What is needed: Which lines of the records contain the word "bird"? Copy out each of those lines in full.

Supplied data:
════════════════════
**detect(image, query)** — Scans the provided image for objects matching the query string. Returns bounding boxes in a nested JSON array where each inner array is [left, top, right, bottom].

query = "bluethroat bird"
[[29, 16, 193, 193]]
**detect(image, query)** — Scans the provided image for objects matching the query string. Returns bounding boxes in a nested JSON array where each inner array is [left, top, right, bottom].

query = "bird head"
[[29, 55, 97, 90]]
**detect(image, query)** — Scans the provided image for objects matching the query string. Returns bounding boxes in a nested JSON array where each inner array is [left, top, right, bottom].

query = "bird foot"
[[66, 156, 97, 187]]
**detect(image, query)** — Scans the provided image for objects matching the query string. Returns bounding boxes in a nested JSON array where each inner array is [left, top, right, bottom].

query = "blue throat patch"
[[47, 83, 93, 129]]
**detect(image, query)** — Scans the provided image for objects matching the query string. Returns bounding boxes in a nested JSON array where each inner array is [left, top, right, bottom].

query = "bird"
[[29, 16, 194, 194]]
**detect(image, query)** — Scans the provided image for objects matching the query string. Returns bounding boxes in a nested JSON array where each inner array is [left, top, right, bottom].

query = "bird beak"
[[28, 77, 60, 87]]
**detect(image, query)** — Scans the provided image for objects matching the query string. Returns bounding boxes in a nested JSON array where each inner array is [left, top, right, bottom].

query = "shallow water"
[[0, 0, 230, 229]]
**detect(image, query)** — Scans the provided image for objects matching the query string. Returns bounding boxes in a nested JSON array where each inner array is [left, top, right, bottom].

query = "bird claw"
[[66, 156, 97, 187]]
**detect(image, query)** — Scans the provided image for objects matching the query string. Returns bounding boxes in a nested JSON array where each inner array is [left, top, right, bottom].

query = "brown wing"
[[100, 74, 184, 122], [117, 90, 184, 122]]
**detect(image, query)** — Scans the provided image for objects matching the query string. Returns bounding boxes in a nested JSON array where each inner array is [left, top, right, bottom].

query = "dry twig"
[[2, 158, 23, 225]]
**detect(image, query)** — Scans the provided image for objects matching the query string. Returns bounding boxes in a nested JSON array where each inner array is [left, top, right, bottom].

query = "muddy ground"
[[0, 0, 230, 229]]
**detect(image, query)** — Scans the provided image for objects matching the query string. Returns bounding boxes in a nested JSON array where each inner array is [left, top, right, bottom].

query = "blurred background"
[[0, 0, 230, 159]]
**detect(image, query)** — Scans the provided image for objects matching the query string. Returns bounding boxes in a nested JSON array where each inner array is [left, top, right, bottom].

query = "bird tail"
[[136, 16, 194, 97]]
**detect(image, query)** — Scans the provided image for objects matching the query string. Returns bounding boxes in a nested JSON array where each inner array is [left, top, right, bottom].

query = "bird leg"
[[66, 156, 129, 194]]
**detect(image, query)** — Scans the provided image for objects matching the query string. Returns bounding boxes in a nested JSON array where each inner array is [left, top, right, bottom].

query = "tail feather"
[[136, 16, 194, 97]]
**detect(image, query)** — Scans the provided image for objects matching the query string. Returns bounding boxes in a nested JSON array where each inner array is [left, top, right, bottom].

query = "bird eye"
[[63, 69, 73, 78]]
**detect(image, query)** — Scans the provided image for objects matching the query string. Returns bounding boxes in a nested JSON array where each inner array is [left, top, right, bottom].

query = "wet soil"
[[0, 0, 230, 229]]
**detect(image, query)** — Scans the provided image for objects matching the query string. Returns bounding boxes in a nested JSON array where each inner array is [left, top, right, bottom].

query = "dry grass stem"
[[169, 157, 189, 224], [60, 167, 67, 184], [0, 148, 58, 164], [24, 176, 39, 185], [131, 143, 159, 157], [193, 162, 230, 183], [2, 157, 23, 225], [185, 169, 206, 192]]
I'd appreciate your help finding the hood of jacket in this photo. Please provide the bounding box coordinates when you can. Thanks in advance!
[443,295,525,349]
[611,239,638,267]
════════════════════
Response to the exercise:
query = "bluethroat bird"
query = "bird head"
query = "bird foot"
query = "bird"
query = "bird beak"
query = "bird claw"
query = "bird tail"
query = "bird leg"
query = "bird eye"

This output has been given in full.